_GOAL OF THE EXERCISE_: Convert every line of the listing below into a JSON list of strings, with one string per line and blank lines omitted.

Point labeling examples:
● ● ● ● ●
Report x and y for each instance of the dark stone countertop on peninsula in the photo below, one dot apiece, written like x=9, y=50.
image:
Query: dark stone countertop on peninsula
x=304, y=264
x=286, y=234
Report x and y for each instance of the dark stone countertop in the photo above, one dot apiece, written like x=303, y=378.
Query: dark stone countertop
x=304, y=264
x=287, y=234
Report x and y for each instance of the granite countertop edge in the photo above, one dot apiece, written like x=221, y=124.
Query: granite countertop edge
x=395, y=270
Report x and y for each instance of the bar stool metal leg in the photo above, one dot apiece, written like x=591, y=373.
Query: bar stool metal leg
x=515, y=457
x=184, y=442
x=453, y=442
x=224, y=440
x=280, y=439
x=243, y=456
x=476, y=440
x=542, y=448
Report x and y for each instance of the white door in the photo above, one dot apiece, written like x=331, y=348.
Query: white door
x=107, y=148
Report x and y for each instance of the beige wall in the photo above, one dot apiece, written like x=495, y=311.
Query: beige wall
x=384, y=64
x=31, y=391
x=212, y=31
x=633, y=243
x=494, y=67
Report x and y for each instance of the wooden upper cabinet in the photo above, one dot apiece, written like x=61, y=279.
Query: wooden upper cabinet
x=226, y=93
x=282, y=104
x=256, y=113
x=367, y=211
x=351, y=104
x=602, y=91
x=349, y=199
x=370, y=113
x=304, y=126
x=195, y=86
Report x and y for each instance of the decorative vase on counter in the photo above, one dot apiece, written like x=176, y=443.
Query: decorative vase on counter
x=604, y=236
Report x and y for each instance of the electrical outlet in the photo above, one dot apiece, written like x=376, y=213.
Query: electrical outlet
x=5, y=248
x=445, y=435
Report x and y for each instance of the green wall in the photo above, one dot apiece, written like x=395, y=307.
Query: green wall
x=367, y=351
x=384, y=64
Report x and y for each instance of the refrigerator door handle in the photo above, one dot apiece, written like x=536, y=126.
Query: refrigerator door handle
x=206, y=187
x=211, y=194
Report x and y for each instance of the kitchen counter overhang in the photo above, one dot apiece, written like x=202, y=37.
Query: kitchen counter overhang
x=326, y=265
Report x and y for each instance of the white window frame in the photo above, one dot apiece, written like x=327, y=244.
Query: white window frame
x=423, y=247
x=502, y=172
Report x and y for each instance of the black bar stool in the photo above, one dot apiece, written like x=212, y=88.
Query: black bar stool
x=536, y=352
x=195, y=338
● ● ● ● ●
_EXPECTED ANSWER_:
[
  "Report x and y for each instance of the dark stone countertop on peninsula in the photo below, one dot apiece, written like x=9, y=50.",
  "image:",
  "Query: dark stone countertop on peninsula",
  "x=304, y=264",
  "x=286, y=234",
  "Report x and y for each instance of the dark stone countertop in the photo above, one dot apiece, written like x=303, y=378.",
  "Query: dark stone countertop",
  "x=304, y=264",
  "x=287, y=234",
  "Report x and y for each instance of the granite countertop edge in the photo above, one dot apiece, written like x=221, y=124.",
  "Query: granite countertop edge",
  "x=395, y=270",
  "Report x and y for each instance of the bar stool metal leg in the photo above, one dot apiece, written like x=591, y=373.",
  "Query: bar stool metal leg",
  "x=515, y=457",
  "x=184, y=442",
  "x=453, y=442",
  "x=224, y=440",
  "x=280, y=439",
  "x=243, y=456",
  "x=476, y=440",
  "x=542, y=448",
  "Report x and y for each instance of the white door in the photo above, one dot apiece, written like x=331, y=348.",
  "Query: white door",
  "x=107, y=148",
  "Report x and y for each instance of the beige wall in the photo above, one dot apiece, written like x=495, y=311.",
  "Query: beige wall",
  "x=384, y=64",
  "x=31, y=391",
  "x=212, y=31",
  "x=633, y=243",
  "x=494, y=67",
  "Report x and y for each instance of the wooden upper cabinet in the photo above, one dot apiece, written like x=61, y=279.",
  "Query: wooden upper cabinet",
  "x=226, y=93",
  "x=282, y=104",
  "x=256, y=113",
  "x=367, y=211",
  "x=351, y=104",
  "x=602, y=91",
  "x=349, y=199",
  "x=370, y=113",
  "x=304, y=126",
  "x=195, y=86",
  "Report x and y for each instance of the decorative vase on counter in the photo above, one dot apiece, written like x=176, y=443.",
  "Query: decorative vase on counter",
  "x=604, y=236",
  "Report x and y for each instance of the electrical outlet in the photo above, one dot apiece, written like x=376, y=213.",
  "Query: electrical outlet",
  "x=5, y=248",
  "x=445, y=435",
  "Report x and y for each instance of the green wall in the photo above, one dot apiece, written like x=395, y=307.",
  "Query: green wall",
  "x=367, y=351",
  "x=384, y=64",
  "Report x and y for each instance of the refrigerator door handle in the photo above, one dot apiece, written like x=536, y=126.",
  "Query: refrigerator door handle",
  "x=206, y=187",
  "x=211, y=194",
  "Report x and y for each instance of the kitchen counter overhang in the photo above, one dot apiece, written like x=202, y=37.",
  "Query: kitchen counter overhang",
  "x=326, y=265",
  "Report x and y for each instance of the white window frame in the photo above, one dot apiece, written like x=327, y=244.",
  "Query: white window frame",
  "x=423, y=247",
  "x=502, y=172",
  "Report x and y for each instance of the black bar stool in the photo above, one dot apiece, written like x=212, y=88.",
  "Query: black bar stool",
  "x=536, y=352",
  "x=195, y=338"
]